- _DATASET EXCERPTS_:
——————
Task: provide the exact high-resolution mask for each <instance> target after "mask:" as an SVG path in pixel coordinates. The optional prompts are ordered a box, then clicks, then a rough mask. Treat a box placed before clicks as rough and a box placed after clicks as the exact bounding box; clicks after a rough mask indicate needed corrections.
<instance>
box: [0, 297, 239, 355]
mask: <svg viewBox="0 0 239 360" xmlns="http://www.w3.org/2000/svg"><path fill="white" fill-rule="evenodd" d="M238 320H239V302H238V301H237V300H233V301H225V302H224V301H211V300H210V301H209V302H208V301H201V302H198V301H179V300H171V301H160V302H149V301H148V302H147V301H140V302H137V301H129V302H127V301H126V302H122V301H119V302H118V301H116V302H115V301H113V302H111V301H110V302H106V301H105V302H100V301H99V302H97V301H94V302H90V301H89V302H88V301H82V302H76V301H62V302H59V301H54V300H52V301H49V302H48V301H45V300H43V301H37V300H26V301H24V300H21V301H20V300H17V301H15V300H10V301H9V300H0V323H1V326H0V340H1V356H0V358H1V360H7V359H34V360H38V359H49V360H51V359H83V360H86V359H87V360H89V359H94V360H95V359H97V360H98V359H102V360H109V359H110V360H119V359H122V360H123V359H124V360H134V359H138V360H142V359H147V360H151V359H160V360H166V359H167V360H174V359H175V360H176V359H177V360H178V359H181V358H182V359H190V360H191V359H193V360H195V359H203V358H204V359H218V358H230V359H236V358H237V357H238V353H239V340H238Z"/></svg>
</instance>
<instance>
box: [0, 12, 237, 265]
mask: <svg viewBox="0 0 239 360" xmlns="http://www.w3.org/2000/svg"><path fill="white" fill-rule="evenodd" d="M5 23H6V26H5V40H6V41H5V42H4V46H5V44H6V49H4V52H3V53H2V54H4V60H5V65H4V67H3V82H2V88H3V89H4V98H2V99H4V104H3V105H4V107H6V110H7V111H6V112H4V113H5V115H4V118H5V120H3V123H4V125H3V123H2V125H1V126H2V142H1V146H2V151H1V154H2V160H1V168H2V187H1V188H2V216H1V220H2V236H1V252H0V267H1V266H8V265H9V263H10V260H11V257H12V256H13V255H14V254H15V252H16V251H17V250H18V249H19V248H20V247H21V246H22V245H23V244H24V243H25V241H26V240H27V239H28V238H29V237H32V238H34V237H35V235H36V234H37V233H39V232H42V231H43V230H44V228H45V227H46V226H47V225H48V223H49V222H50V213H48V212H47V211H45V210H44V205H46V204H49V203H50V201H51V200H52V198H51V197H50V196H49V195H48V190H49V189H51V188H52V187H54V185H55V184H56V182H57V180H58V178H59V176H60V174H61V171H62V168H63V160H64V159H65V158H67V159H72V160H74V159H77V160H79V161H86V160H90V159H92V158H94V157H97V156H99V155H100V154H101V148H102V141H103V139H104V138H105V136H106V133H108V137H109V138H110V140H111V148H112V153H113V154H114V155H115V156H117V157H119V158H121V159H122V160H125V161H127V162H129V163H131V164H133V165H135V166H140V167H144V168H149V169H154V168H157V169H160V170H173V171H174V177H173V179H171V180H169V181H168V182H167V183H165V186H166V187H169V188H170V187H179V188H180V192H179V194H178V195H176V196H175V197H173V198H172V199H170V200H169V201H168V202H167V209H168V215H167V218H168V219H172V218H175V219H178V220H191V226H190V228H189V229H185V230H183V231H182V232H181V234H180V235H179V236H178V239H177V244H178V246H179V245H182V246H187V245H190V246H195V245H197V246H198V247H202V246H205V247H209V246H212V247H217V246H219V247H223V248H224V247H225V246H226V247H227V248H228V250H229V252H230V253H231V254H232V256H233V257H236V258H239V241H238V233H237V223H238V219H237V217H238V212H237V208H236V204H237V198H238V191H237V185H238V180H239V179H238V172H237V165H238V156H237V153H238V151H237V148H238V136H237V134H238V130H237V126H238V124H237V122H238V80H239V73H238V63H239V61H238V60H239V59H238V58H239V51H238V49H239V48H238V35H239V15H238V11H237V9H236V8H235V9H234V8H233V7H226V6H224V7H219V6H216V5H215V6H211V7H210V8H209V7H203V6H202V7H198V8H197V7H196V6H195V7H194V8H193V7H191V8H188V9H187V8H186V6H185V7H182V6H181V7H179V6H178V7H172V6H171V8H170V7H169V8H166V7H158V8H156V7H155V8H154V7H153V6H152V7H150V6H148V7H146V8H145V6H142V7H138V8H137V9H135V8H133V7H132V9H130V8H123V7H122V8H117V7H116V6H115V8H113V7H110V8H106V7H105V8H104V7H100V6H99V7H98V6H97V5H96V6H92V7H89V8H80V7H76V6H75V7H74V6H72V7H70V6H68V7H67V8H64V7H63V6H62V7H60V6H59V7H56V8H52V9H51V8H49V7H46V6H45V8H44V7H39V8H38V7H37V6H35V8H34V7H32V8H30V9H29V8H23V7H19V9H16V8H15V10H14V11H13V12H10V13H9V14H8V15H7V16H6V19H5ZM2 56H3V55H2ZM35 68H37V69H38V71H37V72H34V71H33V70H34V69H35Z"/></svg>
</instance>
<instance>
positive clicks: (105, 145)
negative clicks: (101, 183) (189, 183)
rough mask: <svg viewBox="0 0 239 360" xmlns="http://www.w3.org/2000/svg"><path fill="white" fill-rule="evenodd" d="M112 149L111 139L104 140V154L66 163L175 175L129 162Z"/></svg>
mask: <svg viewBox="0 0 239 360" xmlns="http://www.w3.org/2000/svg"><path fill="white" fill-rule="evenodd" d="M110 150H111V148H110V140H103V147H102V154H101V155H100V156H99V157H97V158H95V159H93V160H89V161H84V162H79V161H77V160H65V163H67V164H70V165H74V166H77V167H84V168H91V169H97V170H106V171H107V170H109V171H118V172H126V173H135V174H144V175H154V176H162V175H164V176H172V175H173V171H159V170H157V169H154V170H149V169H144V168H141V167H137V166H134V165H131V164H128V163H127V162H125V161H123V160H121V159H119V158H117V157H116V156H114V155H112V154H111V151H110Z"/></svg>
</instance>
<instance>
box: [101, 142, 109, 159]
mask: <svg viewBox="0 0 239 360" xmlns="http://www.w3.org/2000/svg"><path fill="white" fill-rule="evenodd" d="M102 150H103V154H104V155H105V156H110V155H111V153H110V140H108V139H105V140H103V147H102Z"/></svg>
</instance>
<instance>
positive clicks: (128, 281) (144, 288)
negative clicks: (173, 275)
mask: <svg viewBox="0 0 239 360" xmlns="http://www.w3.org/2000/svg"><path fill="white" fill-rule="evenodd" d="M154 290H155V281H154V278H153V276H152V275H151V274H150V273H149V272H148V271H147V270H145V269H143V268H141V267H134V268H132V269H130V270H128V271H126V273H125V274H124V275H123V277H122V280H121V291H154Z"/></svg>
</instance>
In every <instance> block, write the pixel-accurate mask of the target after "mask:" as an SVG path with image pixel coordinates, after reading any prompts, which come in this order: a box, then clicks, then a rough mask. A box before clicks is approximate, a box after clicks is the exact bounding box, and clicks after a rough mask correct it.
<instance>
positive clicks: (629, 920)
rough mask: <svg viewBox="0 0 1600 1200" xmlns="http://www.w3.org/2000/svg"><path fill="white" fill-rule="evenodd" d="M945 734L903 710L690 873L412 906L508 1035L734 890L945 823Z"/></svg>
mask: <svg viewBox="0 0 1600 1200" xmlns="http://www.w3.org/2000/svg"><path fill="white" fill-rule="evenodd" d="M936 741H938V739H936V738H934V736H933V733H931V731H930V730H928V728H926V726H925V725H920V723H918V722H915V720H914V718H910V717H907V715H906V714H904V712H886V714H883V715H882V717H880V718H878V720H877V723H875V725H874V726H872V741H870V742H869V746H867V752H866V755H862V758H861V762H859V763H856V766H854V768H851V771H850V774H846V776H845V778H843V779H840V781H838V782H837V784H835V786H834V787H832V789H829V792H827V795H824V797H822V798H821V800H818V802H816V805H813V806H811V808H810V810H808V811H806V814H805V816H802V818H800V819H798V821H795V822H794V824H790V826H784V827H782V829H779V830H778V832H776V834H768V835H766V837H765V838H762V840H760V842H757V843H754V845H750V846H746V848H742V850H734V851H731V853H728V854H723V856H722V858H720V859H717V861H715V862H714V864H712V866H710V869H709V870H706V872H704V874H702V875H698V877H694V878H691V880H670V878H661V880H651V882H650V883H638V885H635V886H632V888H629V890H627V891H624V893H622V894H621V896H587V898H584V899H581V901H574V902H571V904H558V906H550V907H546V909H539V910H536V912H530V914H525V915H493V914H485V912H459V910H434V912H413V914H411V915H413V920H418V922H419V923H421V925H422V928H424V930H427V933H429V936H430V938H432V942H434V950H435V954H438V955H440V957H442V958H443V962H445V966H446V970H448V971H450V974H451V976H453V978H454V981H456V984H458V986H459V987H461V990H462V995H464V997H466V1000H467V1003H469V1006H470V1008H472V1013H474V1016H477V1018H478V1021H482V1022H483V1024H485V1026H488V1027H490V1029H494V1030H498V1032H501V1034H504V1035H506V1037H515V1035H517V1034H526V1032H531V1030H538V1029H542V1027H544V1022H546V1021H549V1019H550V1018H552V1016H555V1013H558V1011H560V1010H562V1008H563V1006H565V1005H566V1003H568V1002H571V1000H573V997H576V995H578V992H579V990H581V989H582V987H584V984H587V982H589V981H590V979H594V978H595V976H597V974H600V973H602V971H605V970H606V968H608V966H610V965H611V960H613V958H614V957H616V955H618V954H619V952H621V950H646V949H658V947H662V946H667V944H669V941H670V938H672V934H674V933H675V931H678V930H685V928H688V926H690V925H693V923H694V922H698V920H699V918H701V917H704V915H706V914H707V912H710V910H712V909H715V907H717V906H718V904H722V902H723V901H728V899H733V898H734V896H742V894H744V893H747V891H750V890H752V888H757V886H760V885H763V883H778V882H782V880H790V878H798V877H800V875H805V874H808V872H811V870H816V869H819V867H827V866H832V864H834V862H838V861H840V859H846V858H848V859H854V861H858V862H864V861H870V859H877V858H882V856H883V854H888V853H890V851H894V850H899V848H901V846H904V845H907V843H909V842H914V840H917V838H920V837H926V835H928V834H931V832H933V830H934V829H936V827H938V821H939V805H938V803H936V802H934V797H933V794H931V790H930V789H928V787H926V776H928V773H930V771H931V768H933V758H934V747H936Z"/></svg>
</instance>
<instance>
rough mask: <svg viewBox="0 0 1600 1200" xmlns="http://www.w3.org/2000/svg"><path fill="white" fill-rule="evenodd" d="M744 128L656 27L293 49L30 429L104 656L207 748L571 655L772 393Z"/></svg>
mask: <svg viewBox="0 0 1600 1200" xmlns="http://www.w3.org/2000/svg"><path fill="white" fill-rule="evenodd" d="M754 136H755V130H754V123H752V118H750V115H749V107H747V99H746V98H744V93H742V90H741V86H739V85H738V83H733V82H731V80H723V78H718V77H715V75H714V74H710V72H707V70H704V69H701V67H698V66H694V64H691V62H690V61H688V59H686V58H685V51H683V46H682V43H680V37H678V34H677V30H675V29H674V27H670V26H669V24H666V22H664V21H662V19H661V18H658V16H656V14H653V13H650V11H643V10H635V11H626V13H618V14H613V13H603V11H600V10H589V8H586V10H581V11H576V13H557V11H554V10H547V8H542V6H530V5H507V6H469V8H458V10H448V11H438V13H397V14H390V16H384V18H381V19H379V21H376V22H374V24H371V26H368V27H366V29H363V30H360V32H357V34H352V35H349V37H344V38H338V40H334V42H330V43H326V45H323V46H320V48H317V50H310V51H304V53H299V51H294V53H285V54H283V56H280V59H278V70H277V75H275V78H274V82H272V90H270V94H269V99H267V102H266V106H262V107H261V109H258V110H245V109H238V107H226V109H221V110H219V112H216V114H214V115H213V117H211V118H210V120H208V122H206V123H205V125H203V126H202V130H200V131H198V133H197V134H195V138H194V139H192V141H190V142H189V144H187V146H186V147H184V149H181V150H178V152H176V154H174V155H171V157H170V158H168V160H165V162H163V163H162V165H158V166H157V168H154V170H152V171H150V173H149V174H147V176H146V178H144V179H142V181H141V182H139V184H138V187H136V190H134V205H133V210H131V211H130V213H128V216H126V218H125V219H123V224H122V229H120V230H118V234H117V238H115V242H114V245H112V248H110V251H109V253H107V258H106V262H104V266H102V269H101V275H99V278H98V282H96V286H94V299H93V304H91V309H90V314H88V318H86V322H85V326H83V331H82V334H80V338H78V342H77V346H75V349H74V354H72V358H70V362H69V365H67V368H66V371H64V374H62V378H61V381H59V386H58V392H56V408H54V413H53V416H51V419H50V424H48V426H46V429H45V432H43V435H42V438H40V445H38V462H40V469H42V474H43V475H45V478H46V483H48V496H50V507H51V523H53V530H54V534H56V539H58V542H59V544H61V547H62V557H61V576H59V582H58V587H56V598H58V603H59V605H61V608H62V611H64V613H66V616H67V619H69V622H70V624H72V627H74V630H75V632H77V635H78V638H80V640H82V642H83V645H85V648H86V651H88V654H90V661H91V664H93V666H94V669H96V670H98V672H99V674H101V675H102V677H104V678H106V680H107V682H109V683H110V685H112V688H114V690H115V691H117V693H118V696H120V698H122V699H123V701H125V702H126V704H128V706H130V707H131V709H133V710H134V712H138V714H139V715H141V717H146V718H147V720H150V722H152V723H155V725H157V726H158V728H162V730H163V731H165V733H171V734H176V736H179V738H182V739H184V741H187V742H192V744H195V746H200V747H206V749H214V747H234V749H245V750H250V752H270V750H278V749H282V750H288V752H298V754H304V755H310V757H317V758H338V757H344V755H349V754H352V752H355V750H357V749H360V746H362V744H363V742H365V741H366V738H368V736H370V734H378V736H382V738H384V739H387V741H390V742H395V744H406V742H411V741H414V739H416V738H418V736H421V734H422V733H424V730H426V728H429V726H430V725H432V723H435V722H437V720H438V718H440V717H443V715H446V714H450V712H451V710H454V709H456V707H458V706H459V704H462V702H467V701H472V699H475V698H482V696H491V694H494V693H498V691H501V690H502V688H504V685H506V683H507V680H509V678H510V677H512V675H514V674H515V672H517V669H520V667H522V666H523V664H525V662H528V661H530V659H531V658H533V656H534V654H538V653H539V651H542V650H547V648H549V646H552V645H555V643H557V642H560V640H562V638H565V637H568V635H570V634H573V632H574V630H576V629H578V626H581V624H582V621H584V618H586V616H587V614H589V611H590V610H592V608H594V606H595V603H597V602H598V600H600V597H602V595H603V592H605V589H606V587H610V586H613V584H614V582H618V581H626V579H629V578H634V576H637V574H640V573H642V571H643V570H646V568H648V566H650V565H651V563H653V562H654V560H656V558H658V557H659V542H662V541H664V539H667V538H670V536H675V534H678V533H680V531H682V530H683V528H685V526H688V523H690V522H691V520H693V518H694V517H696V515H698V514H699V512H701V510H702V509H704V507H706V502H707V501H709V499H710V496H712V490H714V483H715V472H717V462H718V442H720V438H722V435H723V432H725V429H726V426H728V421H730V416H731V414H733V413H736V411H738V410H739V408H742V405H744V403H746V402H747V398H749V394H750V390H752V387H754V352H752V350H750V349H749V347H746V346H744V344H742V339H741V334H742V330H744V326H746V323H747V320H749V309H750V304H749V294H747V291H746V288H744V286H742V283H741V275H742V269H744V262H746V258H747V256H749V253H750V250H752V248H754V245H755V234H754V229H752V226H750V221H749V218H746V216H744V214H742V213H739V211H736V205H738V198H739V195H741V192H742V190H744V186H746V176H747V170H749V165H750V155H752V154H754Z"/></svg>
——————
Only those lines of the entries above that run from the line containing "box: [101, 142, 109, 159]" to the line containing "positive clicks: (629, 920)", both included, should be transcribed exactly.

box: [101, 142, 109, 159]
mask: <svg viewBox="0 0 239 360" xmlns="http://www.w3.org/2000/svg"><path fill="white" fill-rule="evenodd" d="M102 150H103V154H104V155H105V156H110V155H111V153H110V140H108V139H105V140H103V147H102Z"/></svg>
</instance>
<instance>
positive clicks: (128, 281) (144, 288)
negative clicks: (173, 275)
mask: <svg viewBox="0 0 239 360" xmlns="http://www.w3.org/2000/svg"><path fill="white" fill-rule="evenodd" d="M154 290H155V281H154V278H153V276H152V275H151V274H150V273H149V272H148V271H147V270H145V269H143V268H141V267H134V268H132V269H130V270H128V271H126V273H125V274H124V275H123V277H122V280H121V291H154Z"/></svg>
</instance>
In every <instance> block, write the pixel-accurate mask of the target after "mask:" as an SVG path with image pixel coordinates, after reading any prompts, which come in this order: a box, then clicks, then a rough mask. A box before clicks is approximate, a box after clicks is the exact bounding box, and clicks after a rough mask correct it.
<instance>
positive clicks: (629, 920)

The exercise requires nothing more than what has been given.